DIRECTION A:
Set down the post on monastic lay brothers word for word, from "Lately, I’ve been" to "democratic, egalitarian society.".

DOCUMENT PASSAGE:
[BEGIN]
Any Monasteries still have Lay Brothers?

Lately, I’ve been feeling a call to some kind of lay brotherhood, a calling involving poverty, chastity, obedience, manual labour, and not involving the priesthood.

Are there any monasteries which still have a distinctive group of lay brothers who live under a specific rule? I think historically the Cluniac and Carthusian monks had this distinction, having lay brothers who cooked, cleaned and dealt with the running of the place so that the choir monks could dedicate themselves totally to prayer and contemplation. I know the Carthusian brothers in England do manual labour though, which I guess is because they don’t have any lay brothers any more to do this for them. It does seem like a radically counter-cultural thing to do in our democratic, egalitarian society.

I’ve felt that a real temptation in my life is intellectual pride. I’m studying for my PhD, and the secular course of my life would be to go into lecturing or policy consultancy. At the same time, I know everything I’ve ever written has been intellectually dishonest. I have a real passion for physical work in the service of God. I’ve never been happier than when cooking at the nightshelter or cleaning the Church. The idea of really quashing this under a discipline which was traditionally reserved for men referred to as illiterati or even idioti, in order to support the most holy work of priests religious would be wonderful.
[END]
DATA EXCERPTS:
[BEGIN]
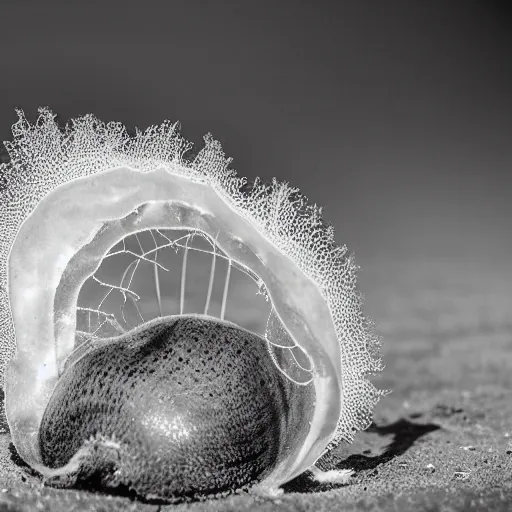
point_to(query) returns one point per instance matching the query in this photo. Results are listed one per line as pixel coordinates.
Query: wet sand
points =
(441, 441)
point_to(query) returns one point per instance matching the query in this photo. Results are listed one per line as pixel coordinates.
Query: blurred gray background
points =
(395, 116)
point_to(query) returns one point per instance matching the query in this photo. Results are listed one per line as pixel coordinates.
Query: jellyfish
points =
(183, 404)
[END]
DIRECTION B:
Extract the entire listing that follows the post on monastic lay brothers, reproducing every line unchanged but leaving out the pictures.

FULL RESPONSE A:
Lately, I’ve been feeling a call to some kind of lay brotherhood, a calling involving poverty, chastity, obedience, manual labour, and not involving the priesthood.

Are there any monasteries which still have a distinctive group of lay brothers who live under a specific rule? I think historically the Cluniac and Carthusian monks had this distinction, having lay brothers who cooked, cleaned and dealt with the running of the place so that the choir monks could dedicate themselves totally to prayer and contemplation. I know the Carthusian brothers in England do manual labour though, which I guess is because they don’t have any lay brothers any more to do this for them. It does seem like a radically counter-cultural thing to do in our democratic, egalitarian society.

FULL RESPONSE B:
point_to(query) returns one point per instance matching the query in this photo. Results are listed one per line as pixel coordinates.
Query: wet sand
points =
(441, 441)
point_to(query) returns one point per instance matching the query in this photo. Results are listed one per line as pixel coordinates.
Query: blurred gray background
points =
(395, 116)
point_to(query) returns one point per instance matching the query in this photo. Results are listed one per line as pixel coordinates.
Query: jellyfish
points =
(183, 404)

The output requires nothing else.